--- RECORDS FOR THE TASK Enclosed Below ---

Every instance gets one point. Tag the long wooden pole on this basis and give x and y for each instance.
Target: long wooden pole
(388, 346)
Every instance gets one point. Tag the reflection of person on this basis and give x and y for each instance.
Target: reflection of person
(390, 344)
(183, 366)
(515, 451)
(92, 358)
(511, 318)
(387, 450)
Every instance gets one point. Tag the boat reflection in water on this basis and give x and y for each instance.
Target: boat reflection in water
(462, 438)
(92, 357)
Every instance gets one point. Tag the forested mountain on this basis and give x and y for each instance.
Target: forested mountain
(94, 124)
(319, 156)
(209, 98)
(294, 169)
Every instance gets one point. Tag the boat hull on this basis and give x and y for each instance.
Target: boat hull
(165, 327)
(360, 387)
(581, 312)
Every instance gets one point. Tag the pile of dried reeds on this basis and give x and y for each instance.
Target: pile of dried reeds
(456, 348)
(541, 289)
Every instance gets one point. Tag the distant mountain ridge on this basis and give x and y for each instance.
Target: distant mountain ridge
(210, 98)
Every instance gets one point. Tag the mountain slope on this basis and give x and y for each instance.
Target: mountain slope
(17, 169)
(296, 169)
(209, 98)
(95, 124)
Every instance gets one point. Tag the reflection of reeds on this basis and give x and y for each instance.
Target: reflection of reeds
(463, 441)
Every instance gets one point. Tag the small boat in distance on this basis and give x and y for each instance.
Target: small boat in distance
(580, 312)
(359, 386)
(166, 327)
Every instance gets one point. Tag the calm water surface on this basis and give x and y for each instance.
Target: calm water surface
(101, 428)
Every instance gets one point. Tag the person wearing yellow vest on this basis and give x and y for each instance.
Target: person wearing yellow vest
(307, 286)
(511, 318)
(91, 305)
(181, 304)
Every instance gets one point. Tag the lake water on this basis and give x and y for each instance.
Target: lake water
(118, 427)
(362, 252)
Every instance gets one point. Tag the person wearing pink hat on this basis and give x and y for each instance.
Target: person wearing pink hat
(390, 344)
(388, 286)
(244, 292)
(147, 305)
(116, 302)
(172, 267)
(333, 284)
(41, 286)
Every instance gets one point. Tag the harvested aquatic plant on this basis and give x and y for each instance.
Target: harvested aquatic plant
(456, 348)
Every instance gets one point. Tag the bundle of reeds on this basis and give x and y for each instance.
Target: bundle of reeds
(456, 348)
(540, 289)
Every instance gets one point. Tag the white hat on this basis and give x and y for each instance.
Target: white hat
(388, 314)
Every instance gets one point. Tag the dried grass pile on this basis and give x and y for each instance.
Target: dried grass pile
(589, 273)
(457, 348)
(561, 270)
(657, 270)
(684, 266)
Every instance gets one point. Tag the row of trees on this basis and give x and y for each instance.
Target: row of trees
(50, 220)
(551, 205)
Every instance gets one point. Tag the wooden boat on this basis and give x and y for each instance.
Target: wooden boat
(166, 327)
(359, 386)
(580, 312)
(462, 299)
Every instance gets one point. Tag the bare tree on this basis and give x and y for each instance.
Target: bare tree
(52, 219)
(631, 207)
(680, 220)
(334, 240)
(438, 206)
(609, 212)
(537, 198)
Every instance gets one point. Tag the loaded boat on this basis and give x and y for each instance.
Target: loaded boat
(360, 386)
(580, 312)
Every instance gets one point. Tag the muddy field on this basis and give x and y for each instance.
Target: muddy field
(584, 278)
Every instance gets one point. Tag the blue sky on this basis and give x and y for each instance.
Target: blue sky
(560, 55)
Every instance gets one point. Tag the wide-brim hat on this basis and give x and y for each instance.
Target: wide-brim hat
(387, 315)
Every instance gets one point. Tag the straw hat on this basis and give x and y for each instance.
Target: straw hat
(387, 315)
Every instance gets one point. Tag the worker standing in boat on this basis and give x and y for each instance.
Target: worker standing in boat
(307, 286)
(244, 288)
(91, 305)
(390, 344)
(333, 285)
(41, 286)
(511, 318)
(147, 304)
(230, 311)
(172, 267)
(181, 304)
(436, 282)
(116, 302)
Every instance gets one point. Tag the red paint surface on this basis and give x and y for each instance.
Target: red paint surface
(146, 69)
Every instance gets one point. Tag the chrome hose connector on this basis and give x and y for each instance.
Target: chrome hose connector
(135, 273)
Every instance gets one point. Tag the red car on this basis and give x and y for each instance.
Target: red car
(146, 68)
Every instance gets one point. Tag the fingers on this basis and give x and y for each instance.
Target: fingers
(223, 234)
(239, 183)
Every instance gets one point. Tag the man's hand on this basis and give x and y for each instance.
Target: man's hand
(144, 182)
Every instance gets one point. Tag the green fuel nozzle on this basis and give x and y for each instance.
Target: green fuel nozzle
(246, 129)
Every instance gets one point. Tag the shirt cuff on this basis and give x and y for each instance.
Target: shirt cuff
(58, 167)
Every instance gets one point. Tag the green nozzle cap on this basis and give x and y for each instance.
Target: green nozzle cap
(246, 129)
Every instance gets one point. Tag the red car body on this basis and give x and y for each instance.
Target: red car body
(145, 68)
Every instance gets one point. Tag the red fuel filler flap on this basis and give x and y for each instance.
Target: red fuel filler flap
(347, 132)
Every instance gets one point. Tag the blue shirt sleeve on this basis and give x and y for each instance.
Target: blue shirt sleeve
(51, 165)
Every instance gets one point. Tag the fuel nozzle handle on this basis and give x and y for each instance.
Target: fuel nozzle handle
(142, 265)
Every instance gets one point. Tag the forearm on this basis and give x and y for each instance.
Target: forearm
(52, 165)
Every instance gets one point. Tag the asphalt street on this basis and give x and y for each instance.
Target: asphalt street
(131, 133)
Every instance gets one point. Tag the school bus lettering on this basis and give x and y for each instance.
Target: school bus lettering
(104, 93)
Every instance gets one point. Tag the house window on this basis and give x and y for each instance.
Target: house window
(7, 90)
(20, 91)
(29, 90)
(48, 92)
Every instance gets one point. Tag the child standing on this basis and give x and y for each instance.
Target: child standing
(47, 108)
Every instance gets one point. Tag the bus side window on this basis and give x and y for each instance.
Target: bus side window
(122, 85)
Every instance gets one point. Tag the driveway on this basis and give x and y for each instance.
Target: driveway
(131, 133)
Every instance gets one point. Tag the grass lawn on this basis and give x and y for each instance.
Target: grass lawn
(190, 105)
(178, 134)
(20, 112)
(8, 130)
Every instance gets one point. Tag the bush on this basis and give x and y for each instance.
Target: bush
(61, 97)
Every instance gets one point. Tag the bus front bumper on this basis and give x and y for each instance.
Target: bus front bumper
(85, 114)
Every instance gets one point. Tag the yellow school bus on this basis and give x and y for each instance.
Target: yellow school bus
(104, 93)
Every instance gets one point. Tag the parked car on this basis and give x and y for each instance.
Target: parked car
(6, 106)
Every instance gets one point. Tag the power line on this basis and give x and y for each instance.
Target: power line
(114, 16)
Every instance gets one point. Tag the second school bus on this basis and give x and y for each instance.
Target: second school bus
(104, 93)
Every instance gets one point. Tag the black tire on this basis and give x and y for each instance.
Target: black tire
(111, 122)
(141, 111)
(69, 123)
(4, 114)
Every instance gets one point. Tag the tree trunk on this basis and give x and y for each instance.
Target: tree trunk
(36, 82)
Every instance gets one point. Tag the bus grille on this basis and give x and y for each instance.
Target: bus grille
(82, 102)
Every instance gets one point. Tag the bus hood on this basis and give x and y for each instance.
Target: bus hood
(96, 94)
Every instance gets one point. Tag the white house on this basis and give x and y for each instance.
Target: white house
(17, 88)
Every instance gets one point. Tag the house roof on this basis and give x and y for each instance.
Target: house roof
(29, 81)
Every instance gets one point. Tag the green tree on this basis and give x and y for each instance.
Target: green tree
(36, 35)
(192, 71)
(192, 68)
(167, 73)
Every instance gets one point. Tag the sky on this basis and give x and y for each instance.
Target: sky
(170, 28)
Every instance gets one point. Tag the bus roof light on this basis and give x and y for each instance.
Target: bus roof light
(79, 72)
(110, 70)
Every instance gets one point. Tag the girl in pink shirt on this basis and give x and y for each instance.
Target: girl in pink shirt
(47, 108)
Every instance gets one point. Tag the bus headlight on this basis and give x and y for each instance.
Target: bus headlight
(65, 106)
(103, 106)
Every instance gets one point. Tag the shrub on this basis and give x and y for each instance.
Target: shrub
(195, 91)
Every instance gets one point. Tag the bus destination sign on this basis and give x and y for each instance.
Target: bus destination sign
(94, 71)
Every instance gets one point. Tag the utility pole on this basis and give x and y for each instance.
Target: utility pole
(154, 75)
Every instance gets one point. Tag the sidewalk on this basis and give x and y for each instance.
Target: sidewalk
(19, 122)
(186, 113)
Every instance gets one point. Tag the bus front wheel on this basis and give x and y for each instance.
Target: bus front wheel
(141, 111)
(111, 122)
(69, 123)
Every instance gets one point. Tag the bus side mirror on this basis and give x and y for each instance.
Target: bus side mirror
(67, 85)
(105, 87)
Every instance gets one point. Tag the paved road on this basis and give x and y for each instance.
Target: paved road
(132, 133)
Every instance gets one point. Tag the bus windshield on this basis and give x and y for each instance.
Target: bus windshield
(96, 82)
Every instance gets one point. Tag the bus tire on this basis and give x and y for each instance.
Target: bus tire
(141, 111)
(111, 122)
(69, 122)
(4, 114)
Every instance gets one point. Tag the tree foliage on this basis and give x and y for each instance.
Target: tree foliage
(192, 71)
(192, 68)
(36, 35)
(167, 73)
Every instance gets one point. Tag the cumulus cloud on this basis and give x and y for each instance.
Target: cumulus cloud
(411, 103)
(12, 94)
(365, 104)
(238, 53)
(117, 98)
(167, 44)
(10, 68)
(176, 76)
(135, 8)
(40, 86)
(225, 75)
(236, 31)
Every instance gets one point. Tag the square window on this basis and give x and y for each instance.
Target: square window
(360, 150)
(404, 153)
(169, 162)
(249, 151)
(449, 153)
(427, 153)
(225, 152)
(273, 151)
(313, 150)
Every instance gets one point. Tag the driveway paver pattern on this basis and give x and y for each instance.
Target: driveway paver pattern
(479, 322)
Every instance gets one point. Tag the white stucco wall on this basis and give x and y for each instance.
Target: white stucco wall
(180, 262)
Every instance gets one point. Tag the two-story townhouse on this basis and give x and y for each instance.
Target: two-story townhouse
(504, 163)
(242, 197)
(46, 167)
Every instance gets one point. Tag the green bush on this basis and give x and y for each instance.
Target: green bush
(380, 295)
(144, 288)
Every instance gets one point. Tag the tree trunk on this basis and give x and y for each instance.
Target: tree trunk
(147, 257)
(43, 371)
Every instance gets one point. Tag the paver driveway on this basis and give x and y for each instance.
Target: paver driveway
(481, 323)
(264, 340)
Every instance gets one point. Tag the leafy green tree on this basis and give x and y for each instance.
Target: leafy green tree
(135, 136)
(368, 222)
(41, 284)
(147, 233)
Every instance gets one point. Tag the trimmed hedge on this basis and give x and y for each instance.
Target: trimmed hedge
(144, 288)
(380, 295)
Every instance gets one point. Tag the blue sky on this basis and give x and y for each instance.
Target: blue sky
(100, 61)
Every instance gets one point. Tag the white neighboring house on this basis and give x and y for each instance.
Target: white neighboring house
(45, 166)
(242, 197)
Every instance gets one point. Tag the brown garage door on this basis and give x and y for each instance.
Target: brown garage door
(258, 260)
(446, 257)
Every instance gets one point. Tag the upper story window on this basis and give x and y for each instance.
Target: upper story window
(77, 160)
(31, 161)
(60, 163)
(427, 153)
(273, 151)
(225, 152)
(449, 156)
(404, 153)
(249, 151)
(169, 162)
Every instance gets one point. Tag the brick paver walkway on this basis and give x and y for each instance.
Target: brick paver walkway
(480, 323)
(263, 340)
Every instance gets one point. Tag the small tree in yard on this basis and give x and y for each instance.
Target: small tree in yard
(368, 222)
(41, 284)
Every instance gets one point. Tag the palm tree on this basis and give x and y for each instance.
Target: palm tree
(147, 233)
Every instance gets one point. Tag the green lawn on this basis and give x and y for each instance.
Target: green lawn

--- End of Enclosed RECORDS FOR THE TASK ---

■ **WHAT TO DO**: The line with "Every instance gets one point. Tag the small tree" marks where to start. Transcribe from there through the final line of the records, exactly and with nothing added.

■ **RESULT FOR THIS TASK**:
Every instance gets one point. Tag the small tree in yard on this basis and give x and y for each instance.
Target: small tree in yard
(368, 222)
(41, 284)
Every instance gets one point. Tag the palm tree on this basis and give x and y for each instance.
Target: palm tree
(147, 233)
Every instance gets one point. Tag the green lawn on this basis and give x and y for each instance.
Target: green lawn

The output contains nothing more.